About this exercise: Output the entries as they appear, skipping images.

Records drawn from a dataset:
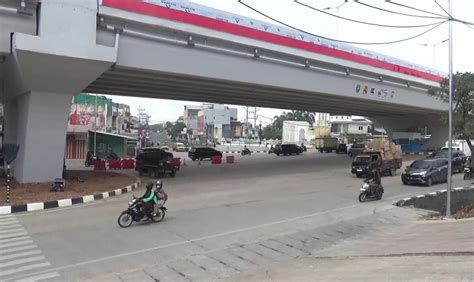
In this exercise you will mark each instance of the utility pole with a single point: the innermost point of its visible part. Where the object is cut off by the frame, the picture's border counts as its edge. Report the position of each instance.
(451, 90)
(95, 126)
(141, 112)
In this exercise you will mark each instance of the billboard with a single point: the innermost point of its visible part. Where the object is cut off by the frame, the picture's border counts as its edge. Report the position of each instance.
(195, 14)
(86, 114)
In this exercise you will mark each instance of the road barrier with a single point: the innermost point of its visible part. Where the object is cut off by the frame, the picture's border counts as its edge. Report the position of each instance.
(100, 165)
(216, 160)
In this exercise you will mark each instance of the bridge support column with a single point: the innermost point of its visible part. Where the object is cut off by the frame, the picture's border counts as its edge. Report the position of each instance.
(439, 131)
(37, 122)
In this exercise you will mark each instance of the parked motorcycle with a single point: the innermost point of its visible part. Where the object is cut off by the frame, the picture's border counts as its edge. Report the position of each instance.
(90, 159)
(303, 147)
(246, 152)
(366, 193)
(136, 213)
(468, 173)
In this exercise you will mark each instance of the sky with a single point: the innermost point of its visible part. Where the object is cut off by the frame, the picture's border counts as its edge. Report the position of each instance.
(428, 50)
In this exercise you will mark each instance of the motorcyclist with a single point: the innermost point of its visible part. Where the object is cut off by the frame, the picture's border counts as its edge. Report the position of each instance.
(149, 199)
(161, 195)
(373, 178)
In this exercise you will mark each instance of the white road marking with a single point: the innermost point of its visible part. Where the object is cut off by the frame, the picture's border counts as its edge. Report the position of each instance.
(9, 231)
(9, 221)
(14, 239)
(24, 268)
(13, 244)
(12, 250)
(10, 225)
(19, 255)
(21, 261)
(40, 277)
(18, 234)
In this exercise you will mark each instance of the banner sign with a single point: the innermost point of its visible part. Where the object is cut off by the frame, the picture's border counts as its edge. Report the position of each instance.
(203, 16)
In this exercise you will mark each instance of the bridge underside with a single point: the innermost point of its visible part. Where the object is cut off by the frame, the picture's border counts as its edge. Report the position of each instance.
(139, 83)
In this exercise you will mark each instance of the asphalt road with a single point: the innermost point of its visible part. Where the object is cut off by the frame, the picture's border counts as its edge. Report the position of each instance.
(211, 208)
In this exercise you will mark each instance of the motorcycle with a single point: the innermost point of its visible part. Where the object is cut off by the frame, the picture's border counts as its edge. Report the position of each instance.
(467, 173)
(366, 193)
(90, 160)
(136, 213)
(303, 147)
(246, 152)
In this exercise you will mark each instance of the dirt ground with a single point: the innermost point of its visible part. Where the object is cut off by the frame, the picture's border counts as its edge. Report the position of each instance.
(78, 183)
(465, 212)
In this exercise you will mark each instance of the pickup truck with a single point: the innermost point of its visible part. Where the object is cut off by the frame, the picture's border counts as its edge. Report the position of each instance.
(363, 162)
(356, 149)
(155, 162)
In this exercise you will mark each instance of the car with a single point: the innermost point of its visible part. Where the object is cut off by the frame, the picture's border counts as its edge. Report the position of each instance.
(165, 148)
(355, 150)
(201, 153)
(155, 162)
(288, 149)
(426, 171)
(458, 159)
(341, 148)
(180, 147)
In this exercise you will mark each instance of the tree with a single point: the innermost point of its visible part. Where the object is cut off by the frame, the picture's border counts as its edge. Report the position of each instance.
(159, 127)
(463, 105)
(174, 129)
(271, 132)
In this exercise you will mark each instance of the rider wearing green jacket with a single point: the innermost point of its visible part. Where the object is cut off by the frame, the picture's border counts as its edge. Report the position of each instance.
(149, 199)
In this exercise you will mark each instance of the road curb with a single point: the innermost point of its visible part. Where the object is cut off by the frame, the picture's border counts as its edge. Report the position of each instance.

Response area:
In this exercise you will mark each instance of the utility pole with a single point: the innermost point of its visible part. Where the object is cut off by the frame, the picture's border counts as its edge. Report the position of each instance.
(451, 90)
(95, 126)
(141, 112)
In this exercise you will mark each instance of the billboard with a single point: the innermost point of its visible part. Where the object is cut off by the frame, the picture's border counts as its edge. Report the position of each instance.
(195, 14)
(86, 114)
In this exercise you will mark each instance of the road barrier with a single point: the innermost point of its visible part. Where the object is cut off by the frame, the picture's border counts as its edge. Report the position of each instance.
(100, 165)
(216, 160)
In this exercise you will mark each instance of the bridge support column with a single point: the innermost point of its visible part. Where the object is cut off by the frame, the picture's border counts as its edge. Report the position of each instance.
(439, 131)
(37, 122)
In this exercise you will mark each instance of the parked motorcycle with a single point: the innermost point of its visible part. Where the object is cut off by the frame, the picture's border counts as its edge. Report the position of each instance.
(90, 159)
(303, 147)
(246, 152)
(366, 193)
(136, 213)
(468, 173)
In this exercise you will mark each instance of the sky with a single point: the innermost point of its visible part. Where the object is cut off by the frame, the picture's border counts as its edge. Report the position of each instance.
(428, 50)
In this exercise you will mark each instance of the motorcyclist with a single point: the innermost point of its visible part. Where the object is cut off by the frame, the picture's border counts as its edge. Report the position of each instance.
(149, 199)
(161, 195)
(373, 178)
In this exercise you will mark each instance of the white road marking with a single point: the innermost point of its visible part. Where the object is cut off by the frame, the picture's border counts as its edge. Report the position of each instance.
(9, 231)
(9, 221)
(14, 239)
(24, 268)
(13, 244)
(12, 250)
(10, 225)
(19, 255)
(21, 261)
(40, 277)
(18, 234)
In this exercise you will mark each instance of the banner sign with a single point: the innermost point of its visible part. Where the object is cut off by the frame, the picture's border counts as its edge. Report the position of each instance.
(203, 16)
In this exercise you will mark each instance of the bridge underside with a single point: the innermost point of its visible part. Where the object is cut off by the frame, the picture's border counts as its edge. Report the position of each instance.
(139, 83)
In this exercise you will mark each instance of the asphalt road with a single point: the innermost point of its visible part. Where the object is cut off by the frame, the picture's border counts as its edge. Report the position of each instance.
(211, 208)
In this exercise you will mark each instance of the motorcycle with a single point: the innermost point of its visible part. Where the object is cut off by the frame, the picture's border counts as its edge. Report the position of each instance.
(467, 173)
(366, 193)
(90, 160)
(136, 213)
(303, 147)
(246, 152)
In this exercise you will mark each instance of the dirt ground with a single point: the innermost point of its visible part. Where the object is cut off by the frame, the picture's border counts as its edge. Report the position of each instance.
(78, 183)
(465, 212)
In this exercise you will mark each instance of the pickup truck with a single point: the innermost point of its visible part. Where the object is cut off by the frame, the picture's border counts as its edge. Report the position of each instance.
(363, 162)
(356, 149)
(155, 162)
In this exercise you will mark each instance of the car with a single point: the innermost point of its visible part. Where the object is cut off by the frame, the picture's border counts as its edge. Report the position of each instance.
(165, 148)
(355, 150)
(201, 153)
(155, 162)
(288, 149)
(426, 171)
(458, 159)
(341, 148)
(180, 147)
In this exercise you will mark each instance of the tree with a single point: the innermost point of its visible part. Where the object is cut off by the frame, the picture's border counts as its edge. Report the position of each instance.
(159, 127)
(463, 105)
(174, 129)
(271, 132)
In this exercise you will mark each instance of the rider wearing green jacket with a single point: the innermost point of its visible part. Where the object is cut off by the frame, the picture's border counts as its edge. Report the position of each instance.
(149, 199)
In this exercise you will mark each instance of the road curb with a single point: the innermost point of its visible part. Where the object is cut off by the frame, the picture's border counts as its edge. Report the position of each instance.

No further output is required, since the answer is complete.